[O que fazer] Transcreva integralmente, sem nenhuma alteração, o trecho abaixo sobre a propaganda da direita radical segundo Adorno.

[Trecho do documento]
§

Por isso, não se deve subestimar esses movimentos, devido ao seu baixo nível intelectual e à sua ausência de teoria: eles não são malsucedidos em razão disso, salienta Adorno. O mérito deles, e o que os caracteriza, é o uso dos meios propagandísticos, combinados com uma cegueira, com uma abstrusidade dos fins que aí são perseguidos. Usam meios racionais (perfeição de técnicas) para fins irracionais (o extermínio em massa). A propaganda nivela a diferença entre os interesses reais e os falsos objetivos simulados: “Nesses movimentos de direita radical, a propaganda constitui a substância da política” (Adorno, 2020a, p. 54-55). Mas o radicalismo de direita revela traços específicos na atividade propagandística: serve menos para a disseminação de uma ideologia, que é demasiado pobre, e mais para tornar as massas engajadas. Ela é uma técnica de psicologia de massa e, subjacente a isso, está o modelo de personalidade fixada na autoridade (Adorno, 2020a, p. 67).

§

Itens armazenados de uma coleção
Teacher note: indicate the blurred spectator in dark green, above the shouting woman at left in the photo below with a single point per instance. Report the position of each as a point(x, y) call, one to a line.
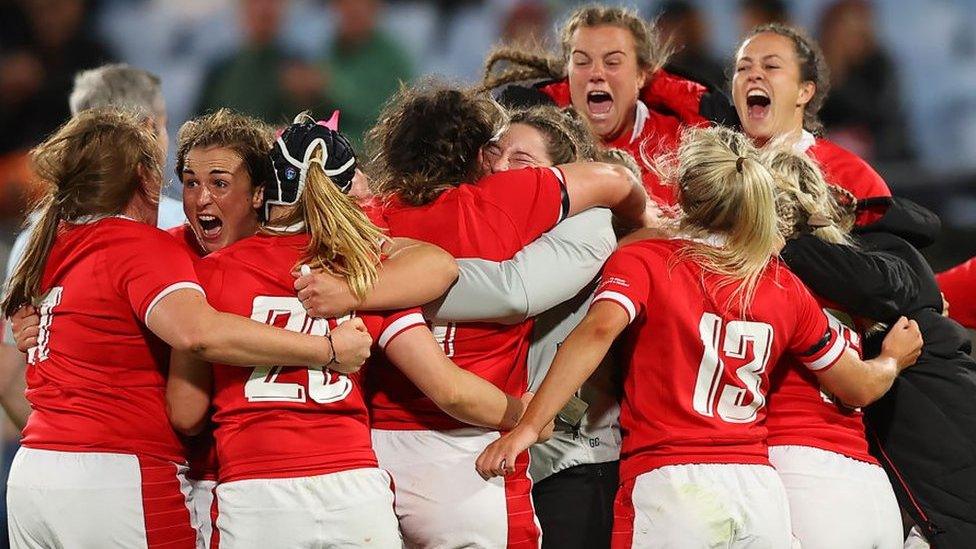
point(253, 80)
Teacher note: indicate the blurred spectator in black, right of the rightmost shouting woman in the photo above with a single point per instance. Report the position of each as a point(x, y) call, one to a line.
point(863, 111)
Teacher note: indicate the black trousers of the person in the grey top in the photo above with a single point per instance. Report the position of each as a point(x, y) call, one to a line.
point(575, 506)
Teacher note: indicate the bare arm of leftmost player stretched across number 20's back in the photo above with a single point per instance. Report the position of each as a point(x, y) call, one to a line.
point(185, 321)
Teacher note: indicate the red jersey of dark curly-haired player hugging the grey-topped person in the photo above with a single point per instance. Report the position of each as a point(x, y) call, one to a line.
point(492, 219)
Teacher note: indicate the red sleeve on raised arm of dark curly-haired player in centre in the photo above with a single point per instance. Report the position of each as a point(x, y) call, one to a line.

§

[Exercício resolvido]
Por isso, não se deve subestimar esses movimentos, devido ao seu baixo nível intelectual e à sua ausência de teoria: eles não são malsucedidos em razão disso, salienta Adorno. O mérito deles, e o que os caracteriza, é o uso dos meios propagandísticos, combinados com uma cegueira, com uma abstrusidade dos fins que aí são perseguidos. Usam meios racionais (perfeição de técnicas) para fins irracionais (o extermínio em massa). A propaganda nivela a diferença entre os interesses reais e os falsos objetivos simulados: “Nesses movimentos de direita radical, a propaganda constitui a substância da política” (Adorno, 2020a, p. 54-55). Mas o radicalismo de direita revela traços específicos na atividade propagandística: serve menos para a disseminação de uma ideologia, que é demasiado pobre, e mais para tornar as massas engajadas. Ela é uma técnica de psicologia de massa e, subjacente a isso, está o modelo de personalidade fixada na autoridade (Adorno, 2020a, p. 67).